:: Task details ::
Repeat, word for word, the rows from the one containing "Where can the black pants" through the end of the rows below.

○ ○ ○ ○ ○ ○ ○

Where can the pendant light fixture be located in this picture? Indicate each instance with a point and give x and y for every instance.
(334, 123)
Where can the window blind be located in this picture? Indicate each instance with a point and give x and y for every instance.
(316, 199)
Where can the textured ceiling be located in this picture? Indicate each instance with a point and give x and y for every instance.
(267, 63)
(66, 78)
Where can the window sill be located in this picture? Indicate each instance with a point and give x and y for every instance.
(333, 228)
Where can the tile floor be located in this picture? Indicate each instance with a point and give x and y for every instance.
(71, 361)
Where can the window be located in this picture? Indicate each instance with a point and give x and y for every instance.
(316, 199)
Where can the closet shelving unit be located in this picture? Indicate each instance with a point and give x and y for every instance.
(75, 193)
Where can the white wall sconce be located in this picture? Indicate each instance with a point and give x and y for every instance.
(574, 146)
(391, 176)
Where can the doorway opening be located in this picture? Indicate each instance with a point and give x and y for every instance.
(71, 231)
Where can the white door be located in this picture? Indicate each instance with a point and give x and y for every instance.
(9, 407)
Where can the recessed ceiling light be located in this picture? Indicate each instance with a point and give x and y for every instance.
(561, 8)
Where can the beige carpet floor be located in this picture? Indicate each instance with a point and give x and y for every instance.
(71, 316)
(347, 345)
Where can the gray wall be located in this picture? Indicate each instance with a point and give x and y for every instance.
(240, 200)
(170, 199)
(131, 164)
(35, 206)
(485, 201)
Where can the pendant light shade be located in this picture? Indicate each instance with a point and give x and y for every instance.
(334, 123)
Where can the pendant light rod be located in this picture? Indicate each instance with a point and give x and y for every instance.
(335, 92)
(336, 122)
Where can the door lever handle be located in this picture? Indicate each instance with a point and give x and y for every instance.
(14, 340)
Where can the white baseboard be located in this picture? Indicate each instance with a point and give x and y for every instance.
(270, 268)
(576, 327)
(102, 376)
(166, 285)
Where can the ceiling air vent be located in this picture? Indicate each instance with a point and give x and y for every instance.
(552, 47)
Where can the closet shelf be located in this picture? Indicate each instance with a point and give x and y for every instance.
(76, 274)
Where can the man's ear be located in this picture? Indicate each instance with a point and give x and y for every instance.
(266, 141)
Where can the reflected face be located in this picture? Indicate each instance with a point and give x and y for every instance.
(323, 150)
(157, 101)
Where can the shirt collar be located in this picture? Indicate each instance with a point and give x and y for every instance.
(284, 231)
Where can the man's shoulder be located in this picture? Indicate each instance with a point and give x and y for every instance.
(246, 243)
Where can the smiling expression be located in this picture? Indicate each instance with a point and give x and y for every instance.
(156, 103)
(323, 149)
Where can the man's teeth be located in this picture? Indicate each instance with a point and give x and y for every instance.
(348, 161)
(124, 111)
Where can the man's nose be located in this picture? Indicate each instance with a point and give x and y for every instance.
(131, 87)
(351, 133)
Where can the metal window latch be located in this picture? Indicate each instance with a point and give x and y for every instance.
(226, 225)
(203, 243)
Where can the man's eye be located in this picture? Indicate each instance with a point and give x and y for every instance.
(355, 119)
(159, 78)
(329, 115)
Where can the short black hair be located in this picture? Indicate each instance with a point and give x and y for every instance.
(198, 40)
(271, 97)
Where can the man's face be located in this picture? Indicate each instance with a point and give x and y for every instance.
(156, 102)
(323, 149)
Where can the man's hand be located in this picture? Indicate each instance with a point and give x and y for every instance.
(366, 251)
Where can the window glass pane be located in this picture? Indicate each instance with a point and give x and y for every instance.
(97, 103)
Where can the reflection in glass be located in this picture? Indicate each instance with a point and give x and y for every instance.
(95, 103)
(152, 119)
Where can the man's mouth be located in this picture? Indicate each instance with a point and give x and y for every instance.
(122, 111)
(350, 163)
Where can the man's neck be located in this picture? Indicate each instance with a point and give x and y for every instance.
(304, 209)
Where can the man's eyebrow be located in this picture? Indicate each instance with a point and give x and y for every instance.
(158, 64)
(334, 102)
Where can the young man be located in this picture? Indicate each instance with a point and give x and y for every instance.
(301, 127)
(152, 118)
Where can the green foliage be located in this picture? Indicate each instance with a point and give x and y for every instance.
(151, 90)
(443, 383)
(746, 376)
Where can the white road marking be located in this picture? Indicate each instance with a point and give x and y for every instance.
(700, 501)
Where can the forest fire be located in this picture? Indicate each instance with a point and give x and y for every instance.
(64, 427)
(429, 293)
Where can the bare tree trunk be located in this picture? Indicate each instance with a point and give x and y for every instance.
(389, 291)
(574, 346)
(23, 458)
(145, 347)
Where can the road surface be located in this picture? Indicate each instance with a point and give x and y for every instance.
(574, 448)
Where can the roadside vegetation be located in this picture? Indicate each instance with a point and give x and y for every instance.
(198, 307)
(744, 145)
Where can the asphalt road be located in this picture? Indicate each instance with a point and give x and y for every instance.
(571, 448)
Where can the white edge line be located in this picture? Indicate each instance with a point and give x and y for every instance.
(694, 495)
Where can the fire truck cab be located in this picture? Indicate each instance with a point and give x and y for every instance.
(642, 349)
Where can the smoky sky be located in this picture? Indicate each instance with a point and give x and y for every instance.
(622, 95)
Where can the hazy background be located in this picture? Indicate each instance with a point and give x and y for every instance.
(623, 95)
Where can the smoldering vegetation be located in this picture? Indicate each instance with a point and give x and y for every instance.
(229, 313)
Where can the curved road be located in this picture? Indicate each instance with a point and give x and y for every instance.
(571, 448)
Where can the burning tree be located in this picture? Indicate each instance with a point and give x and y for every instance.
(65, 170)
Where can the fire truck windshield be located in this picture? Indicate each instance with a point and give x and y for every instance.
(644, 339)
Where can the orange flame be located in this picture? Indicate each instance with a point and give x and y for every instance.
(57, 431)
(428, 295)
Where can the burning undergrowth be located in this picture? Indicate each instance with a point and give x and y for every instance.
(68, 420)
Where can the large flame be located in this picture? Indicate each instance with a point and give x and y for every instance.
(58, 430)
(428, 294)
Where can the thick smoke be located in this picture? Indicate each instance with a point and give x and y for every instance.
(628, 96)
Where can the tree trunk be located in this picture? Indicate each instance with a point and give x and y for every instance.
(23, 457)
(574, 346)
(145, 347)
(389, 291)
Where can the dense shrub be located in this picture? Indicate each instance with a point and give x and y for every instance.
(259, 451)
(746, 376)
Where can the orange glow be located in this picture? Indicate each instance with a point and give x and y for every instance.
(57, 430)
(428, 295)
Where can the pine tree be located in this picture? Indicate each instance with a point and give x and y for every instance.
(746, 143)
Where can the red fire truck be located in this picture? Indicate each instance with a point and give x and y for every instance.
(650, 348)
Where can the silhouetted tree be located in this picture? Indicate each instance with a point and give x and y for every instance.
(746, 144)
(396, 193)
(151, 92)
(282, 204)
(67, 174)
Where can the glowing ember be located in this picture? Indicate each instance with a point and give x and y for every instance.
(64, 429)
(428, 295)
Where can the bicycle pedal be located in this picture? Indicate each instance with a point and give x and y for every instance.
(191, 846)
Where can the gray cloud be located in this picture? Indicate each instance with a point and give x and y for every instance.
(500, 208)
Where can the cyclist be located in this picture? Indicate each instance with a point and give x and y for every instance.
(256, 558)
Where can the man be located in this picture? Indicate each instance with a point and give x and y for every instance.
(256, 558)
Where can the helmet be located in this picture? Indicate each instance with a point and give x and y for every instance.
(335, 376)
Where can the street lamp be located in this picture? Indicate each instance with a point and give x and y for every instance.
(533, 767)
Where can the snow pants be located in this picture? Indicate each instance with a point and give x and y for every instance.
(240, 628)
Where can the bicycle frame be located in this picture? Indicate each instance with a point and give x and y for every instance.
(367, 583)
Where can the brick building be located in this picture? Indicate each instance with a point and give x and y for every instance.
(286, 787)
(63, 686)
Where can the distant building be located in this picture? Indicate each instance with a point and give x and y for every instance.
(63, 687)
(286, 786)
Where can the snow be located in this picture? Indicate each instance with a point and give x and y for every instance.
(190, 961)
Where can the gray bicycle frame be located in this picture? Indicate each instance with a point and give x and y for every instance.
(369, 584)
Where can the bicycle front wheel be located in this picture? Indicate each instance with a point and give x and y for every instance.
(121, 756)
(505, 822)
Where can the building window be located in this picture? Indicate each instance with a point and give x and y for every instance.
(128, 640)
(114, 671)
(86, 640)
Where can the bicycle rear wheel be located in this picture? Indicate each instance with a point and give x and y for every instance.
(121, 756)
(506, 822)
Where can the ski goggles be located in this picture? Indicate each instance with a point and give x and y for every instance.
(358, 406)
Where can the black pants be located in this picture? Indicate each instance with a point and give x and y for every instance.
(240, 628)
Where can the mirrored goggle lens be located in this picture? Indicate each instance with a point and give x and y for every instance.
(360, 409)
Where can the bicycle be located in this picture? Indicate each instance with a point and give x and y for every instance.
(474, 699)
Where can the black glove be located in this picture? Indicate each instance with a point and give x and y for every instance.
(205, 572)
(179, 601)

○ ○ ○ ○ ○ ○ ○

:: Exercise result ::
Where can the black pants be located in this picture? Indicate each instance with a point and give x and y for every instance.
(240, 628)
Where can the mirrored goggle lens be located in this picture? Indicate each instance with a point and give x and y for every instance.
(360, 409)
Where can the bicycle be located in this picture? Indicate each instance with a point and give x and y for every instance.
(474, 699)
Where can the black glove be located in this picture? Indicate each instance with a point and give x and y for every instance.
(205, 572)
(179, 601)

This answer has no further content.